Post by Addie » Wed Nov 14, 2018 1:29 pm

WaPo - Jennifer Rubin
A frightful portrait of a president out of control ...

There are several takeaways from all of this.

First, Trump will get worse under pressure. If he is this bad now, imagine what he’ll be like if more associates are indicted, the economy goes to seed or the subpoenas start flying. At some point, unless Trump has him fired, special counsel Robert S. Mueller III will issue his report. Unless it miraculously exonerates him, the president may have a meltdown that will make his trip to France look like a picnic.

Second, self-described saviors of the country, such as the anonymous op-ed writer, are deluding themselves if they believe they are preventing the president from harming the country. Daily, he threatens democratic norms, blemishes the United States’ reputation around the world and makes worse and worse personnel decisions in an effort to surround himself with more compliant aides. If Trump fires Defense Secretary Jim Mattis and White House Chief of Staff John F. Kelly, it is not clear how many more erratic decisions will be made or how serious the ramifications may be.

THE EXERCISE: In the post about the president, who is expected to issue a report at some point unless Trump has him fired?

RECORDED DATA:
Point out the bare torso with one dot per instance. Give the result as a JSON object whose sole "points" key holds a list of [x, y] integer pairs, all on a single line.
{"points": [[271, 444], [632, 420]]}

ANSWER: Special counsel Robert S. Mueller III.